>> BEGIN Exercise materials

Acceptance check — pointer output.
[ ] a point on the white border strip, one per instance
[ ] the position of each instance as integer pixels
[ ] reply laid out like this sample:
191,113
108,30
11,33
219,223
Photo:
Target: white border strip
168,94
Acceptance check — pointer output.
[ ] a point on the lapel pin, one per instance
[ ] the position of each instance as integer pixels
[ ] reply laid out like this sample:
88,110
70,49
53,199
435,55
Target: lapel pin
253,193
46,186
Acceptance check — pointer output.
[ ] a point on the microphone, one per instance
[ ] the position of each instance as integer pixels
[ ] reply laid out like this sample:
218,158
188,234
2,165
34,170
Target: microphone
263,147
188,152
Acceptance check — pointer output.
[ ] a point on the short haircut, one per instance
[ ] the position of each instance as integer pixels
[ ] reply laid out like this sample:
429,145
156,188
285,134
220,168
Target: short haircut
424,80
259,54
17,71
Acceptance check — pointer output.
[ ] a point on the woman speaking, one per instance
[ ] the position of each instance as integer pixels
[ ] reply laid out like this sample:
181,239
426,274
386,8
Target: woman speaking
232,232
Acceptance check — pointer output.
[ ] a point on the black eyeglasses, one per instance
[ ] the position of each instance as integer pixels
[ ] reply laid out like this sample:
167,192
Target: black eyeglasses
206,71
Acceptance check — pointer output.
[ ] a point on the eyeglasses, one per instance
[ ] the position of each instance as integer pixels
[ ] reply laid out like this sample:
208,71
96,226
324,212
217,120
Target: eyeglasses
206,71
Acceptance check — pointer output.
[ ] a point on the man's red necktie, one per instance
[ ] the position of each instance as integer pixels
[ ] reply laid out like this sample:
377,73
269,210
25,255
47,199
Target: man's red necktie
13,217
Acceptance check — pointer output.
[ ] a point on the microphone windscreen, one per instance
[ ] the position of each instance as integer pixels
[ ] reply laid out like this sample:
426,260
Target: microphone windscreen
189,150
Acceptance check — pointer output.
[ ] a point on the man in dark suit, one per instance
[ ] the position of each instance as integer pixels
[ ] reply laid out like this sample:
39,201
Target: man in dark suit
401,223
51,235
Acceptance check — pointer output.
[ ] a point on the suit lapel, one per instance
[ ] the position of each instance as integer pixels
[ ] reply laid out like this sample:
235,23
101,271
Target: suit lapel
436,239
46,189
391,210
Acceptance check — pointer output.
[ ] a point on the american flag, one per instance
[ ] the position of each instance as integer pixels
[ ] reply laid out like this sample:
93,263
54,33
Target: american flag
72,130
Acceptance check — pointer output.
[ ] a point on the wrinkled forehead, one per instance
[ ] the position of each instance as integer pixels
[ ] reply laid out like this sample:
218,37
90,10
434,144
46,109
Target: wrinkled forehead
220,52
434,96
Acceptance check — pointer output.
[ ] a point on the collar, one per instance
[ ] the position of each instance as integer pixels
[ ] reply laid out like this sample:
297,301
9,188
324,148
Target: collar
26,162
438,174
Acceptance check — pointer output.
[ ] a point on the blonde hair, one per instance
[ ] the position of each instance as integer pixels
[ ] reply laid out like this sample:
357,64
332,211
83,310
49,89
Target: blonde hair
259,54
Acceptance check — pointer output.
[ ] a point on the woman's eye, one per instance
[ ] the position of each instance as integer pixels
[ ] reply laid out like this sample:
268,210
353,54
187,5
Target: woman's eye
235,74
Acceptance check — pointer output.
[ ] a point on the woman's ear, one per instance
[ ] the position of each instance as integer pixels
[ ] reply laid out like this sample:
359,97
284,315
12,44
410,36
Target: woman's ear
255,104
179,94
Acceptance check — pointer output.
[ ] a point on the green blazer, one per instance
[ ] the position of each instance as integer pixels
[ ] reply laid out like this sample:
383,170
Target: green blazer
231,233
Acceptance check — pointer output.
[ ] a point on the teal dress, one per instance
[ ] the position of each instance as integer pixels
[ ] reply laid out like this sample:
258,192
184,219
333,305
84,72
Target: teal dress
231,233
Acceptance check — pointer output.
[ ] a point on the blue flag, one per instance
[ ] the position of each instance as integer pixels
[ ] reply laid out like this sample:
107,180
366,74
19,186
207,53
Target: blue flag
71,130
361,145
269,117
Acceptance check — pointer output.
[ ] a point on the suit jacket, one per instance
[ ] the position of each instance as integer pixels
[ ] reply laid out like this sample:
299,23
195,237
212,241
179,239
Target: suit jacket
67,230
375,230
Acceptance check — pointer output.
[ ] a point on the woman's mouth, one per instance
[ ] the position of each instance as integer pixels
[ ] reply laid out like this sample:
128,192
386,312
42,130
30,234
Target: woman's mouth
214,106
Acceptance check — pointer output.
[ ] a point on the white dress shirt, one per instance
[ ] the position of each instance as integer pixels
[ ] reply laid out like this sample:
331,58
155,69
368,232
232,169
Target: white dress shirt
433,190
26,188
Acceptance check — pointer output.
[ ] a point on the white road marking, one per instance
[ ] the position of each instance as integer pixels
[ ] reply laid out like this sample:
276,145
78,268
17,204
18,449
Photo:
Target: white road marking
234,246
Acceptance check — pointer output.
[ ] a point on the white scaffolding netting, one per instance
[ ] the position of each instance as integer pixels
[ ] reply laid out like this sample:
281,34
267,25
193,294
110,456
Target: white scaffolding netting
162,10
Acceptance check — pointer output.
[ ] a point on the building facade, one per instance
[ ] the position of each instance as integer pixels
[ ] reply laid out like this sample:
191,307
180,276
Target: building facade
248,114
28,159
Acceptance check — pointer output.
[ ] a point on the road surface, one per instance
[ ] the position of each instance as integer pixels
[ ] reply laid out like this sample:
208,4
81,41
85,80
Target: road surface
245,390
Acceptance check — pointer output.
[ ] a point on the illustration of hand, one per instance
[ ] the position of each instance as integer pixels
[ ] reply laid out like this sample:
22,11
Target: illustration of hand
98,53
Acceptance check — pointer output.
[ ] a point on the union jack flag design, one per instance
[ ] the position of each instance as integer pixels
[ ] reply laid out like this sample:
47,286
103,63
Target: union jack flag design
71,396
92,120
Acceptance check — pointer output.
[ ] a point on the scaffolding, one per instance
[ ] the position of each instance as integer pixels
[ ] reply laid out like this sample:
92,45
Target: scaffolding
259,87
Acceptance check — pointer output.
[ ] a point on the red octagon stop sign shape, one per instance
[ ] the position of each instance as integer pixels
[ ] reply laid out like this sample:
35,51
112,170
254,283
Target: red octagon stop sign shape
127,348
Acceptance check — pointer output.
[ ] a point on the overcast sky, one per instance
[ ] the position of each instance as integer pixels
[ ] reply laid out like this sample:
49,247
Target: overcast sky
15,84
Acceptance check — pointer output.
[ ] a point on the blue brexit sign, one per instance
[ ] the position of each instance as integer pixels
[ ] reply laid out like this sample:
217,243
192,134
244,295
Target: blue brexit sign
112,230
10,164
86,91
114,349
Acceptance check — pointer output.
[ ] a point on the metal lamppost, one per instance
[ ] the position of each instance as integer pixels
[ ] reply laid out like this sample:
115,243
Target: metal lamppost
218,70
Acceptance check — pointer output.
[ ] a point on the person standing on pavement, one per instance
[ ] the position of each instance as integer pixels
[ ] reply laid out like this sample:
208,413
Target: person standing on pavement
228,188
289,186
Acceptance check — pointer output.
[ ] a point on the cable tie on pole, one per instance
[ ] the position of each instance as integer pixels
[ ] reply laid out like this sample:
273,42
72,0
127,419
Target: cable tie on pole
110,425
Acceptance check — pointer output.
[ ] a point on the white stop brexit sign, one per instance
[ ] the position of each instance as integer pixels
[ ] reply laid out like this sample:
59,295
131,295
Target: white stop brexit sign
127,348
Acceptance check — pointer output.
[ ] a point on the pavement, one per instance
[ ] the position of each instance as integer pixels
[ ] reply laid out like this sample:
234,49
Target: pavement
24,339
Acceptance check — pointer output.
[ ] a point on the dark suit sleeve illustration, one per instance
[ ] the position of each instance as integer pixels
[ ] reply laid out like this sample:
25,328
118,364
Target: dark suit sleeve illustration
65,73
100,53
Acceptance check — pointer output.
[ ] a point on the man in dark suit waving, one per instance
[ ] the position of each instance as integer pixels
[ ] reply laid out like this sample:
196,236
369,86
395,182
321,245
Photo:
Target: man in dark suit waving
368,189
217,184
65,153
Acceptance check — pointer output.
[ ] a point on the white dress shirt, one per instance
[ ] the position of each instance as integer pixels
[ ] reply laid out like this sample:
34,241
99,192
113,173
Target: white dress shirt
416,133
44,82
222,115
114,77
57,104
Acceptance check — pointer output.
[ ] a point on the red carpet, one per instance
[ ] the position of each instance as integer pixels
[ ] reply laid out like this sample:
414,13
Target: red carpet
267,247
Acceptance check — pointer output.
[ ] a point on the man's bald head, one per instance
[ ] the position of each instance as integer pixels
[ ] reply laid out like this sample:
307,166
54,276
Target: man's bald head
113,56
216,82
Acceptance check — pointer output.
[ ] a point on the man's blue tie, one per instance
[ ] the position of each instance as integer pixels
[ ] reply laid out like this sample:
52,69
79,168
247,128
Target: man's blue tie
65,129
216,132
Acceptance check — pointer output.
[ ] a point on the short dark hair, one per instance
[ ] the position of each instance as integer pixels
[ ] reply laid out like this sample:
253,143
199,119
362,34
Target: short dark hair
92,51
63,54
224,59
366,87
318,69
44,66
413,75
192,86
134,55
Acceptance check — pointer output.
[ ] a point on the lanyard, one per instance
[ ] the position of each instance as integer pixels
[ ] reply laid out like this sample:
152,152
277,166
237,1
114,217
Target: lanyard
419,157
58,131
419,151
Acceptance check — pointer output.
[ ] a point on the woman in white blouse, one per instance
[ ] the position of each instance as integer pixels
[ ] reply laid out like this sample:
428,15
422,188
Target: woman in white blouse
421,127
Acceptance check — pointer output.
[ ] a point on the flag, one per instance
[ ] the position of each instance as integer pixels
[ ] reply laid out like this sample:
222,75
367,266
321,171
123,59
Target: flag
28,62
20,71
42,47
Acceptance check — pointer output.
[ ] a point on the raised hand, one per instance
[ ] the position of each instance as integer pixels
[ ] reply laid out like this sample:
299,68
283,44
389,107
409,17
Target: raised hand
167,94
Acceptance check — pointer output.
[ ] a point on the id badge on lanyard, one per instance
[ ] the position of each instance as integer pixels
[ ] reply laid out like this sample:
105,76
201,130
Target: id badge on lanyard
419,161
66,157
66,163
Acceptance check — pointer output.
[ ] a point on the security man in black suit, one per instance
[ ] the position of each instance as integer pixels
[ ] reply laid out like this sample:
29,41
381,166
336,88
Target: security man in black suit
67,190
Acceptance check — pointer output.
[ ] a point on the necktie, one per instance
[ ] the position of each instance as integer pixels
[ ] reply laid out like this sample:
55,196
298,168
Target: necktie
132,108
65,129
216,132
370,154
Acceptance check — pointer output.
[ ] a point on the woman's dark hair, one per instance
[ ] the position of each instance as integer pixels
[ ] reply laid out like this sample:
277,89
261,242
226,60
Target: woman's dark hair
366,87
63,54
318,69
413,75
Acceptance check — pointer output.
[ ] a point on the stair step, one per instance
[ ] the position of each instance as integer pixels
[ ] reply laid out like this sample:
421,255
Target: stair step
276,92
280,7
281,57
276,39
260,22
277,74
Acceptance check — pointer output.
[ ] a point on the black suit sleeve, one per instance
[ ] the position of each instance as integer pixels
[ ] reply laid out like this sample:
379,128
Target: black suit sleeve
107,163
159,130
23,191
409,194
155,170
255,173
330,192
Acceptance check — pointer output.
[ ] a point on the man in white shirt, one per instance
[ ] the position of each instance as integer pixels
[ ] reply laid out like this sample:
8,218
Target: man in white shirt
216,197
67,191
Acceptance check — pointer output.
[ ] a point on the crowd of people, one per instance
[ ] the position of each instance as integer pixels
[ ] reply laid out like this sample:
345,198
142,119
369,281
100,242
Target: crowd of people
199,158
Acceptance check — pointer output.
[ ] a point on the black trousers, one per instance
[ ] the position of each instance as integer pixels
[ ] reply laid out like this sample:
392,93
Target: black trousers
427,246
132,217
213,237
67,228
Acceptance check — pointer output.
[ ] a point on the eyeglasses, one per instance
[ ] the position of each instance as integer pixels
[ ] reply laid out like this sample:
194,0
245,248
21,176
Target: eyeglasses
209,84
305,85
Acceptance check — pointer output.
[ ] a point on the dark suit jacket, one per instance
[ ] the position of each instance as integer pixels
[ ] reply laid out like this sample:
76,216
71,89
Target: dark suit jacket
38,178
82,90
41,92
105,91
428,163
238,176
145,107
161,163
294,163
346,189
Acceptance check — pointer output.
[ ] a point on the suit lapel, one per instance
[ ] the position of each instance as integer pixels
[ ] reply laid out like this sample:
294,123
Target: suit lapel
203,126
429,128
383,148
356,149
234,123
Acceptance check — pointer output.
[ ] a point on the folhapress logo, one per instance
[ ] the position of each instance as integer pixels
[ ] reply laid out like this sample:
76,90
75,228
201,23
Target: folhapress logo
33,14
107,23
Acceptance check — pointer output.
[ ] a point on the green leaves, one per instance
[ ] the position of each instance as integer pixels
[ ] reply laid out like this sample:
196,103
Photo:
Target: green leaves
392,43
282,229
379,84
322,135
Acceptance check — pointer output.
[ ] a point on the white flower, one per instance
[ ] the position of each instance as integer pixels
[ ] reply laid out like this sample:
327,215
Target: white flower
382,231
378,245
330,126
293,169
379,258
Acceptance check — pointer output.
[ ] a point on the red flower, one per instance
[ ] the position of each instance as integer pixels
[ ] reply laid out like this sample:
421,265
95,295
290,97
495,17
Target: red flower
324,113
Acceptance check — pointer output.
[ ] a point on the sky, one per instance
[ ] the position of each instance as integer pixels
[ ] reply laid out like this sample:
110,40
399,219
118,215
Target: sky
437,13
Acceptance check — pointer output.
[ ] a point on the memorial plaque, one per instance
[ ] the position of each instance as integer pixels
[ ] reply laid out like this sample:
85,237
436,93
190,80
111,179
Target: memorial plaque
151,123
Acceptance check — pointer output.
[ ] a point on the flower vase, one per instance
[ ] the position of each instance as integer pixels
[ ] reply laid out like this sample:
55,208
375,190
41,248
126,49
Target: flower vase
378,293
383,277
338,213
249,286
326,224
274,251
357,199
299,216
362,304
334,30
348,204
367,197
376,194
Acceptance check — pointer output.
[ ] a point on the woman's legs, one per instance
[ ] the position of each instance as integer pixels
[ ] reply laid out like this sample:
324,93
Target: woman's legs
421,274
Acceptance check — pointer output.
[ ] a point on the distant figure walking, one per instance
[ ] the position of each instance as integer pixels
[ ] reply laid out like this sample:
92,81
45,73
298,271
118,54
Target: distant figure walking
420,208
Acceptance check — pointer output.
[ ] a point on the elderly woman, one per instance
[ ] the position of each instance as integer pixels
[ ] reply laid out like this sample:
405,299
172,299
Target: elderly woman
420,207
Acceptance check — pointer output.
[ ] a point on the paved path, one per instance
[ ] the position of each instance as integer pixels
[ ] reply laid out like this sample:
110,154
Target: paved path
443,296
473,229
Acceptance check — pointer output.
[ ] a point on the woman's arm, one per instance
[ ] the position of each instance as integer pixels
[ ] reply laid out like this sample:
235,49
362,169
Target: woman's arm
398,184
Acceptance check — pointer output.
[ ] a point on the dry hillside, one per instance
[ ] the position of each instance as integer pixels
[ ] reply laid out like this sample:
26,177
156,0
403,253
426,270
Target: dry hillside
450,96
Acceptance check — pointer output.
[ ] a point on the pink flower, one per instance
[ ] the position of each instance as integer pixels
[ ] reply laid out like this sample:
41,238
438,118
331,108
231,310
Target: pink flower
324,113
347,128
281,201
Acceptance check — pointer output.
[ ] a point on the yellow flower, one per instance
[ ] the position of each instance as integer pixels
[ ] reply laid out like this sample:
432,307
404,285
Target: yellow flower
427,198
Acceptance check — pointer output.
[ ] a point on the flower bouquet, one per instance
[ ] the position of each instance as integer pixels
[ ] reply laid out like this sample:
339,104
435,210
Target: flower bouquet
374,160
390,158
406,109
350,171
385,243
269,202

>> END Exercise materials

Task statement: Find each line in the entries above that contains the word "bald", and copy those lines in full. Match case exactly.

Task output:
[ ] a point on the man's bald head, one per instance
Target: man's bald head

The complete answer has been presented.